** Selected excerpt follows **

A shadorma chain for Sue Vincent’s photo prompt, above, and Colleen’s Tanka Tuesday words past and present.

Even changing the orientation of an image reconfigures how you see it.

Additional inspiration courtesy of Marcy Erb and Tom Waits.

Seed Stitches

I thread
the needle and
spirit passes into
matter returning to
the center of
the (w)hole

I twine
the floss around
the needle—one two three–
casting strands into knots
spelling rhythmic
patterns

I pause
to connect what
lies hidden below the
coiled surface—roots binding
up and down to
between

The Kick-About prompt this time was The Ashley Book of Knots, below. It’s been a long time since I did any macrame, but I love to embroider, entranced by everything about it–the floss itself, the color and texture, the rhythmic and repetitive motions that are so like meditation, the gradual revelation of something new.

I’ve done a lot of embroidery on paper, but I couldn’t remember ever trying French Knots, also called Seed Stitch. My mandala papers are fairly sturdy, so I painted one, inspired by Monet, and searched through my embroidery floss boxes for similar colors.

** End of Selected excerpt **
** Data extract follows **

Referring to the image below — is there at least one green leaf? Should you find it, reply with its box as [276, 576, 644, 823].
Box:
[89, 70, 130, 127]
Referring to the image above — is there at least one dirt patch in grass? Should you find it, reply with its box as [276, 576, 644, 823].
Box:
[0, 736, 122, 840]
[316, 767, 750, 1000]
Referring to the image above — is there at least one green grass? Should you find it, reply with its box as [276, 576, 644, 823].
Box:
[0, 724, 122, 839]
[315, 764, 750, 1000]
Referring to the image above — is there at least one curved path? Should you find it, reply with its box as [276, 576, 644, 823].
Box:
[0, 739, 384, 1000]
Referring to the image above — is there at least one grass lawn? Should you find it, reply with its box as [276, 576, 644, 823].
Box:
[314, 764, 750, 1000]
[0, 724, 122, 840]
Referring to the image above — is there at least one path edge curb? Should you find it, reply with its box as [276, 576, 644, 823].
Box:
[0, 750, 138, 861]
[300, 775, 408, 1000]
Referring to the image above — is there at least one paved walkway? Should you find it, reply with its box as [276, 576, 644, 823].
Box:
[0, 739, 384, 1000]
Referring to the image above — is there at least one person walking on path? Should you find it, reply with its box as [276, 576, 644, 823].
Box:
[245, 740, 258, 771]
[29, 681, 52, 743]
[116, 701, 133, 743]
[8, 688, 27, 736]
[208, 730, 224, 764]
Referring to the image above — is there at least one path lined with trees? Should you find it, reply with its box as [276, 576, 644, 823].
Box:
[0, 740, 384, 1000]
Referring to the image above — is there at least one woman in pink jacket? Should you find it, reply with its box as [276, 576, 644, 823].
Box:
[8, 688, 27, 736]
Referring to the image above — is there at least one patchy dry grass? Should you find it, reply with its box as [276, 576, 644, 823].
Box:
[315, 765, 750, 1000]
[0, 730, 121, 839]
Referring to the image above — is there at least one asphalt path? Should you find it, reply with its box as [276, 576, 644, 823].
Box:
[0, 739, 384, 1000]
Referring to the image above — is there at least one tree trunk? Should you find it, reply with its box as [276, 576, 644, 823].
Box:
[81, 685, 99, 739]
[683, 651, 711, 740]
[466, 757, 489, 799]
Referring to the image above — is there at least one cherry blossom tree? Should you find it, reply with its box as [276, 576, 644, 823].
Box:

** End of Data extract **

## Work order
In the embroidery text, what other name is given for French Knots?

## Response area
Seed Stitch.